Testo del documento:
Quando racconta la sua battaglia contro la malagiustizia, Francesca Scopelliti si alza in piedi e guarda la platea con occhi cristallini e pieni di forza. "L’errore giudiziario è uno tsunami che lascia segni indelebili. Quell’ondata infamante ha travolto il mio compagno, Enzo Tortora". Ad ascoltarla un pubblico riunito nel Caffè storico delle Terme Tettuccio, in occasione dell’iniziativa promossa dalla Camera Penale di Pistoia. Il tema dell’incontro è la malagiustizia, alla presenza di Luca Maggiora, presidente della Camera Penale di Firenze e Beniamino Migliucci, ex presidente dell’Unione delle Camere Penali. Grazie a quest’ultimo, Francesca Scopelliti ha deciso di pubblicare le lettere che Enzo Tortora le inviava dal carcere.
"All’inizio non volevo – continua la senatrice – ero gelosa dei suoi scritti. Poi Beniamino mi ha detto che le lettere avrebbero impedito di far dimenticare il dramma di Enzo. Quindi ho deciso di renderle pubbliche".
Cicciotta, così la chiamava Tortora, ha vissuto in prima linea la vicenda giudiziaria che colpì il presentatore. "Lo arrestarono sulla base delle accuse infondate di alcuni pentiti. Ci trovammo nel centro di un uragano di infamie, ma Enzo resistette fino alla fine" ricorda Scopelliti. "Enzo non è morto di tumore, è morto di malagiustizia. Tuttavia all’epoca non avevo paura delle istituzioni, della magistratura. Sapevo dell’esistenza di una cultura sociale che avrebbe tamponato i danni dell’eccesso di potere. Sapevo dell’esistenza di Leonardo Sciascia e di Enzo Biagi. Adesso temo il futuro".

Righe fornite:

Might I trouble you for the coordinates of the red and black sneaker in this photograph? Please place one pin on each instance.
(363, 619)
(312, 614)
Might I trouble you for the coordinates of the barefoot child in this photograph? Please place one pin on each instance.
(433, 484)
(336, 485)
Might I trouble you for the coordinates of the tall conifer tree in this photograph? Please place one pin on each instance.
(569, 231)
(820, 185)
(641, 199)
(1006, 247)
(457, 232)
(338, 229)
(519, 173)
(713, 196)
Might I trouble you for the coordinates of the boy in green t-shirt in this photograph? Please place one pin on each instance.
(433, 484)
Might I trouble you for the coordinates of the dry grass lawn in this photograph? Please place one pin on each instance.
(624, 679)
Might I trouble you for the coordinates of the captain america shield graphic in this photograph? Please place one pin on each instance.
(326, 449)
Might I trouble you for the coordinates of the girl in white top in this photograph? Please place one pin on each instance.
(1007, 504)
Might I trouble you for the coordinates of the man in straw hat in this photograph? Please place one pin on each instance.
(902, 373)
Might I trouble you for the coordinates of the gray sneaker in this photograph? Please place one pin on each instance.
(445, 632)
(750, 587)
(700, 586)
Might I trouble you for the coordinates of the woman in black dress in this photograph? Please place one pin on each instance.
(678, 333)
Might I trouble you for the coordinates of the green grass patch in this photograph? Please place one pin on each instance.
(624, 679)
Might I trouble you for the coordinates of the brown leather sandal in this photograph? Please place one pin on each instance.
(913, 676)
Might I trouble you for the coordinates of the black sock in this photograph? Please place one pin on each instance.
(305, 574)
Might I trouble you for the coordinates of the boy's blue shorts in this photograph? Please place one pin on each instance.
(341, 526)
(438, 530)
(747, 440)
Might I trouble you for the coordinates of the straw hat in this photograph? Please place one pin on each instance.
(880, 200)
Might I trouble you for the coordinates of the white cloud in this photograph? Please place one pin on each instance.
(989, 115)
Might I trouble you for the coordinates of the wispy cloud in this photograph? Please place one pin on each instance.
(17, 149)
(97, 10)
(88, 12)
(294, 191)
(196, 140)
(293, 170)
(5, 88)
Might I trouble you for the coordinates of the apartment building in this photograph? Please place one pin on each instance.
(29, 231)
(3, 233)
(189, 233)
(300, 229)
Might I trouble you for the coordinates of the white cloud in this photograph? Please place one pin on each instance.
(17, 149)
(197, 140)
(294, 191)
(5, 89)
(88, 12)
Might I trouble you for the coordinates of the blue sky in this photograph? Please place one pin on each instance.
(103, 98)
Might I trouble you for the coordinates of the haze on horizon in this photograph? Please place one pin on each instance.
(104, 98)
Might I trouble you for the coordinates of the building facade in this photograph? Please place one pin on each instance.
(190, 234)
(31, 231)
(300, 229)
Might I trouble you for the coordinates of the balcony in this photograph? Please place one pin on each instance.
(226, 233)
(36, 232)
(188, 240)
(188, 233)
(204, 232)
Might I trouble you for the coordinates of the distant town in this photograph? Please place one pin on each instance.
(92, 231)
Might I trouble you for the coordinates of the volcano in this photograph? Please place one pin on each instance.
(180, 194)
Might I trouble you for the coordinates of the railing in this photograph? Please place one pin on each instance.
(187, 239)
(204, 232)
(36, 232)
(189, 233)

Dettagli del compito: Prosegui l'articolo sull'incontro dedicato alla malagiustizia con Francesca Scopelliti, ripartendo subito dopo l'ultima frase riportata.

Spazio risposta:
Secondo Scopelliti, la magistratura italiana starebbe attraversando un periodo di crisi e tale decadenza sarebbe testimoniata dalla stima di tre errori giudiziari al giorno. "Durante la mia battaglia – aggiunge – ho conosciuto molte vittime della cattiva giustizia. Ad esempio un ragazzo ha scontato ventidue anni di carcere per un omicidio che non aveva commesso. Quando è entrato in carcere la moglie era incinta, quando è uscito il figlio era maggiorenne". L’avvocato Beniamino Migliucci spera che il referendum sulla giustizia migliori la situazione. "La separazione delle carriere tra giudice e pubblico ministero è fondamentale per garantire l’imparzialità del processo. Soprattutto se si pensa che lo Stato ha già speso venticinque milioni di euro di indennizzi per ingiusta detenzione".
"Basterebbe applicare a pieno il principio della presunzione di innocenza, sancito dalla nostra Costituzione. E soprattutto bisognerebbe avere rispetto della dignità di un uomo, anche se accusato dei peggiori reati".